Given passage
Digging into things a bit, I found that quite a bit of the time was
spent invoking the C compiler even though we weren't actually building
anything. Currently in the Chrome OS build system the C compiler is
called through a number of wrappers (one of which is written in
python!) and can take upwards of 100 ms to invoke even if we're not
doing anything difficult, so these invocations of the compiler were
taking a lot of time. Worse the invocations couldn't seem to take
advantage of the multiple cores on my system.
Certainly it seems like we could make the compiler invocations in the
Chrome OS build system faster, but only to a point. Inherently
invoking a program as big as a C compiler is a fairly heavy
operation. Thus even if we can speed the compiler calls it made sense
to track down what was happening.
It turned out that all the compiler invocations were coming from
usages like this in the kernel's Makefile:
KBUILD_CFLAGS += $(call cc-option,-fno-delete-null-pointer-checks,)
Due to the way cc-option and similar statements work the above
contains an implicit call to the C compiler. ...and due to the fact
that we're storing the result in KBUILD_CFLAGS, a simply expanded
variable, the call will happen every time the Makefile is parsed, even
if there are no users of KBUILD_CFLAGS.
Rather than redoing this computation every time, it makes a lot of
sense to cache the result of all of the Makefile's compiler calls just
like we do when we compile a ".c" file to a ".o" file. Conceptually
this is quite a simple idea. ...and since the calls to invoke the
compiler and similar tools are centrally located in the Kbuild.include
file this doesn't even need to be super invasive.

Information shown

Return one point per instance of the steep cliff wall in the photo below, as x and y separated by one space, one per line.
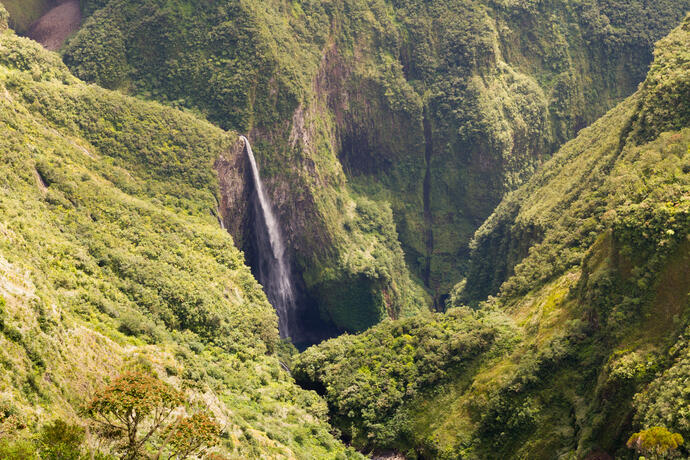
585 344
435 108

Parts of the exercise
(1) According to the passage on compiler calls in the kernel Makefile, how long can it take to invoke the C compiler in the Chrome OS build system?
(2) Check each statement against the passage on compiler calls in the kernel Makefile. For each, answer yes or no and quote the words from the passage that decide it.
(a) One of the wrappers around the C compiler is written in python.
(b) The compiler invocations made good use of the multiple cores on the system.
(c) The calls that invoke the compiler are spread across many different files.
(3) Write the next part of the passage on caching the kernel Makefile's compiler calls, starting after its final sentence.

Exercise results
(1) Upwards of 100 ms.

(2)
(a) Yes: "one of which is written in python!"
(b) No: "the invocations couldn't seem to take advantage of the multiple cores on my system."
(c) No: "the calls to invoke the compiler and similar tools are centrally located in the Kbuild.include file"

(3)
Implementing the cache in a simple-to-use and efficient way is not
quite as simple as it first sounds, though. To get maximum speed we
really want the cache in a format that make can natively understand
and make doesn't really have an ability to load/parse files. ...but
make _can_ import other Makefiles, so the solution is to store the
cache in Makefile format. This requires coming up with a valid/unique
Makefile variable name for each value to be cached, but that's
solvable with some cleverness.
After this change, we'll automatically create a ".cache.mk" file that
will contain our cached variables. We'll load this on each invocation
of make and will avoid recomputing anything that's already in our
cache. The cache is stored in a format that it shouldn't need any
invalidation since anything that might change should affect the "key"
and any old cached value won't be used.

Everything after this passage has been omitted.